#### YOUR TASK:
Edit the entries from the line containing "In this exercise you will find the gravel" through the end of the entries, swapping "black tire" for "rubber tire". Leave everything else the same.

Items listed in a dataset
begin
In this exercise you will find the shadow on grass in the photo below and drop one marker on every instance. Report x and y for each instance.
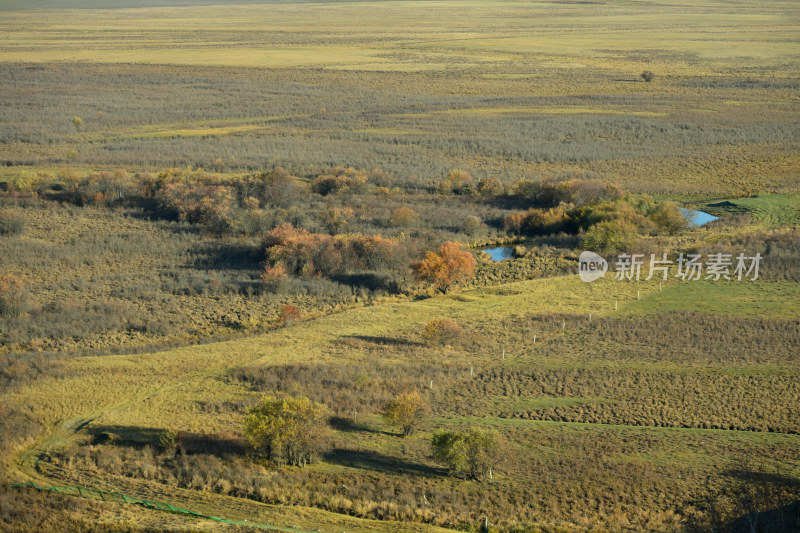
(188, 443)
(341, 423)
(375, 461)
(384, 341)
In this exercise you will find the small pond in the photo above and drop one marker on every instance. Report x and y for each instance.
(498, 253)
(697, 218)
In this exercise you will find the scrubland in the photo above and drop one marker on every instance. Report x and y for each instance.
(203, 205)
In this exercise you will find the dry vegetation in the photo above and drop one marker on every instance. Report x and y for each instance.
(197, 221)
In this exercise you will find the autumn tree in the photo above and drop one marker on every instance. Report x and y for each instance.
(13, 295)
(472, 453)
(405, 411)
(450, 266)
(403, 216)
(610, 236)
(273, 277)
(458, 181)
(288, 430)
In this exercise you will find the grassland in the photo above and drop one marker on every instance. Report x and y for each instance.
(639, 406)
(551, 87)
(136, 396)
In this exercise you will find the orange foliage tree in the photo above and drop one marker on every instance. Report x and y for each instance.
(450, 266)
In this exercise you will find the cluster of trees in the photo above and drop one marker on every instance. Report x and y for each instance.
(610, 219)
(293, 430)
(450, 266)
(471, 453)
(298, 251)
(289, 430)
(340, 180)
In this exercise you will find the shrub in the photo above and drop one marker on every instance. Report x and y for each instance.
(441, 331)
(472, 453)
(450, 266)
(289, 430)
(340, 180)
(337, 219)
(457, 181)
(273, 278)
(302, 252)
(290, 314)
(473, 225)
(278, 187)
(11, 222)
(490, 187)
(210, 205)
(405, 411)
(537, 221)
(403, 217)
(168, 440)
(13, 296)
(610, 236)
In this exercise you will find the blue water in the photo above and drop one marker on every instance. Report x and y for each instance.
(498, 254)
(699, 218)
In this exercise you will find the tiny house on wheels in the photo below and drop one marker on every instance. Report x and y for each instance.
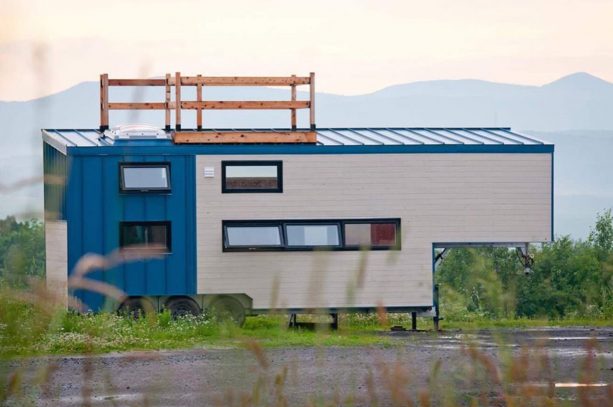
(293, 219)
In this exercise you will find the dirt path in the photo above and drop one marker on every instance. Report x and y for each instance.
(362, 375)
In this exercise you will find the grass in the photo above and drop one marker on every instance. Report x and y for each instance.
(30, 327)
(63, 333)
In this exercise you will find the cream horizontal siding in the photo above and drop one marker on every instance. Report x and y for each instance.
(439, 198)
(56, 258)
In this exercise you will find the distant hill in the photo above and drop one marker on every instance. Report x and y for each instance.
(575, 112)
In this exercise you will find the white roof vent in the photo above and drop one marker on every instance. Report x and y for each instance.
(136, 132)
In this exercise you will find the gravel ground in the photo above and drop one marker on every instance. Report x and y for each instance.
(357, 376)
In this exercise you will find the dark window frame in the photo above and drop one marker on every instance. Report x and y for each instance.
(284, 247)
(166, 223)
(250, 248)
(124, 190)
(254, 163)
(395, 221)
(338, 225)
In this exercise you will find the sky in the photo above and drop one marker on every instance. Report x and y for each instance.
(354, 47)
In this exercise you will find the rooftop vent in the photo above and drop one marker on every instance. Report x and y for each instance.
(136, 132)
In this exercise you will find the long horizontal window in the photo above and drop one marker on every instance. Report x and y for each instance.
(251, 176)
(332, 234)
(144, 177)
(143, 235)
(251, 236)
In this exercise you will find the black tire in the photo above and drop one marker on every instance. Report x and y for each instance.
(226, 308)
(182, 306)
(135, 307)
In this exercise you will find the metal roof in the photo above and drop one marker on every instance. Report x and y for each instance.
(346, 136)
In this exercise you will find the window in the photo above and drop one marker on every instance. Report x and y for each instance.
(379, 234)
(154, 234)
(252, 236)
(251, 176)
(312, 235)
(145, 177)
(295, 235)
end
#### COMPLETED TASK:
In this exercise you will find the gravel ground in the photo above and drop one marker on every instance. Report x and y for each instance.
(357, 376)
In this exercise you will find the dark window frame in the photo above and drop one marker on every instance. Report x and y for each instance.
(284, 247)
(166, 223)
(250, 248)
(124, 190)
(254, 163)
(395, 221)
(338, 225)
In this exercise you will find the sky in the photo above and drop one marker on every instance. Report x and y for each instance.
(354, 47)
In this exercise you will find the rooftop vent in the photo above and drop one marker on every instance. Report x and y for each instance.
(136, 132)
In this exercise you will find the long horizontal window in the photo above and drop one marker on every instance. Report x and y for each instance.
(251, 176)
(332, 234)
(144, 177)
(143, 235)
(251, 236)
In this exercise you will find the rubber tire in the photo above and drop one marker on every instance. Report x and y for each instance.
(226, 308)
(182, 306)
(135, 307)
In this exercise you will find the metal roof in the photo above and drop one marker on every instance. Report x and y for each instance.
(346, 136)
In this exercise you will find the window in the photo above and drop one marker on every instance. Report x and y for each instance.
(379, 234)
(154, 234)
(252, 236)
(251, 176)
(312, 235)
(145, 177)
(295, 235)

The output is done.